* _SOURCE_:
▬▬▬
Je sirote de la manzanilla tout en écrivant sur le chronojournal. Tout comme
pour l’aller, nous recevons un sms de Iberia qui nous indique la porte J40 pour
l’embarquement. La page de mercredi est actualisée sur le blog vers dix-neuf heures.
Nous dînons. Je croque une pomme rouge dont j’enlève la pelure. Je savoure un
petite cake artisanal, un cupcake au chocolat et un croissant avec les
rondelles de la banane emportée dans le précédent salon. Un yaourt Pastoret à
la fraise participe au repas. Patrick, après deux petits sandwiches, s’offre un
yaourt nature où il ajoute des morceaux de fruits préemballés.
Avant
de quitter le salon, je photographie les écrans d’affichage dynamique des «
salidas » [départs]. Dans la colonne des observations du vol IB3482 pour
« Ginebra » [Genève], je lis les mots « dirijase a su puerta »
▬▬▬
* _DONNÉES AFFICHÉES_:

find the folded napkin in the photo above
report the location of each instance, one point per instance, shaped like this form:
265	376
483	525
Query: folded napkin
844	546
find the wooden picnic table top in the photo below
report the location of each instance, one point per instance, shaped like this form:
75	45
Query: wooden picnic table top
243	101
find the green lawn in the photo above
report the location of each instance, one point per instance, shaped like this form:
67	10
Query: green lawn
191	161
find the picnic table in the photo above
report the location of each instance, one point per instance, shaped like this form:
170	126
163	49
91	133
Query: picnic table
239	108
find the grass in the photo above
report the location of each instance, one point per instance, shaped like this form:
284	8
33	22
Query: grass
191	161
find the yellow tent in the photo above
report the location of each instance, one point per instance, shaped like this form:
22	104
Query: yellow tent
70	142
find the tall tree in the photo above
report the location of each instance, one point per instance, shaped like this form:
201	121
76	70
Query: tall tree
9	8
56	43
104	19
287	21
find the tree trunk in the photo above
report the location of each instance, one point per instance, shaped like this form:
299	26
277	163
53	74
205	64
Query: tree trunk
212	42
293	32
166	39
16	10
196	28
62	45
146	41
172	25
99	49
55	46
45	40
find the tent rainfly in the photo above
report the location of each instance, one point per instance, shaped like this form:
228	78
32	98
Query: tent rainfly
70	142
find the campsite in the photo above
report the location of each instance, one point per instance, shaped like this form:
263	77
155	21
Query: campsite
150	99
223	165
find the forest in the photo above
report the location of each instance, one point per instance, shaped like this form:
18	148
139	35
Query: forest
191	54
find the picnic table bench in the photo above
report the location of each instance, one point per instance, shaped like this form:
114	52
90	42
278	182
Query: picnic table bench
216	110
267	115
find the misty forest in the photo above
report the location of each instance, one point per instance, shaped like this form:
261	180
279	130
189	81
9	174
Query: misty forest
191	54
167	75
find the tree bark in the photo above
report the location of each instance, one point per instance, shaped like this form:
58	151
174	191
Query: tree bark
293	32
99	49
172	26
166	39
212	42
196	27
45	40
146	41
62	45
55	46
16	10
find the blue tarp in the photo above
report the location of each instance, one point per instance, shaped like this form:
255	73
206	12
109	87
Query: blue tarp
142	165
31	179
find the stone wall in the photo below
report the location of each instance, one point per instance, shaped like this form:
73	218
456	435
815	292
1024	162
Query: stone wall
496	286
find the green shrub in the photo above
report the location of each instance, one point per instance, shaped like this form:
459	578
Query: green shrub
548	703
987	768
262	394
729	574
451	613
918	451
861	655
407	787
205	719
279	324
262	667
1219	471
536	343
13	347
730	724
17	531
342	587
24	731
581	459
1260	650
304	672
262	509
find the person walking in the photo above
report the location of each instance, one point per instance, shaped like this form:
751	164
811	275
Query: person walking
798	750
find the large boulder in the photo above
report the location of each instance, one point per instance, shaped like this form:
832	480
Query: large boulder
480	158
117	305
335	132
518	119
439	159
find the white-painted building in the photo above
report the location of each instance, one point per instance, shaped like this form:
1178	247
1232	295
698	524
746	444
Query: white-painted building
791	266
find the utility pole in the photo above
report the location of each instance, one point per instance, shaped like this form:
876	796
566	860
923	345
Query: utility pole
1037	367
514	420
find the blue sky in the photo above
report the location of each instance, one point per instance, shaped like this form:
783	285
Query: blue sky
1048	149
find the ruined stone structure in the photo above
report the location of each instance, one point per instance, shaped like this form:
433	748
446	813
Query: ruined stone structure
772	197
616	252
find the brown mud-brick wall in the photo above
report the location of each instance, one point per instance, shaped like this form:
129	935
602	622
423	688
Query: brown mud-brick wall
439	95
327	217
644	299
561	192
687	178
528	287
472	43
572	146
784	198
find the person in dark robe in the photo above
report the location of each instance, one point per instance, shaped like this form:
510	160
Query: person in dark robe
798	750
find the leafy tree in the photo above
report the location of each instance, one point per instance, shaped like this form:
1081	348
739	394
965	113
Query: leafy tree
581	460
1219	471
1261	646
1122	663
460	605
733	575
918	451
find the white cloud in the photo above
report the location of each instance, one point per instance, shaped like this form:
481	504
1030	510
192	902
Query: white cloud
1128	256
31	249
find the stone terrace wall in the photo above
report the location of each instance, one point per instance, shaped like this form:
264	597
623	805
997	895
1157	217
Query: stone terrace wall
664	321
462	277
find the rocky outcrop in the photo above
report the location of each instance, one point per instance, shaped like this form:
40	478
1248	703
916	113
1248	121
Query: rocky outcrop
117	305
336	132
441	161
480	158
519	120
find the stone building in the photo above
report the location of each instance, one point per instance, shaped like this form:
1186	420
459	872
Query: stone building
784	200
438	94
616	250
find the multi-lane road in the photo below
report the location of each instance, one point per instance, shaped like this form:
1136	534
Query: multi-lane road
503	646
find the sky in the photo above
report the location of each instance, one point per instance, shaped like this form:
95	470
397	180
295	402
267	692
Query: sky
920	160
▬▬▬
* _LISTE DES TÂCHES_:
a – Recopiez à l'identique le passage du récit de voyage qui va de « Je sirote de » jusqu'à « de fruits préemballés. » inclus.
b – D'après le récit de voyage, les affirmations suivantes sont-elles exactes ? (i) Le sms d'Iberia indique la porte J40 pour l'embarquement. (ii) Patrick mange trois petits sandwiches. (iii) La page de mercredi est actualisée sur le blog vers vingt heures. Répondez par oui ou par non et citez à chaque fois les mots décisifs du récit.
Les lignes n'ont aucun rapport avec le récit de voyage.

* _RÉPONSES SUCCESSIVES_:
a –
Je sirote de la manzanilla tout en écrivant sur le chronojournal. Tout comme
pour l’aller, nous recevons un sms de Iberia qui nous indique la porte J40 pour
l’embarquement. La page de mercredi est actualisée sur le blog vers dix-neuf heures.
Nous dînons. Je croque une pomme rouge dont j’enlève la pelure. Je savoure un
petite cake artisanal, un cupcake au chocolat et un croissant avec les
rondelles de la banane emportée dans le précédent salon. Un yaourt Pastoret à
la fraise participe au repas. Patrick, après deux petits sandwiches, s’offre un
yaourt nature où il ajoute des morceaux de fruits préemballés.

b –
(i) Oui : « un sms de Iberia qui nous indique la porte J40 pour l’embarquement ».
(ii) Non : « Patrick, après deux petits sandwiches ».
(iii) Non : « La page de mercredi est actualisée sur le blog vers dix-neuf heures ».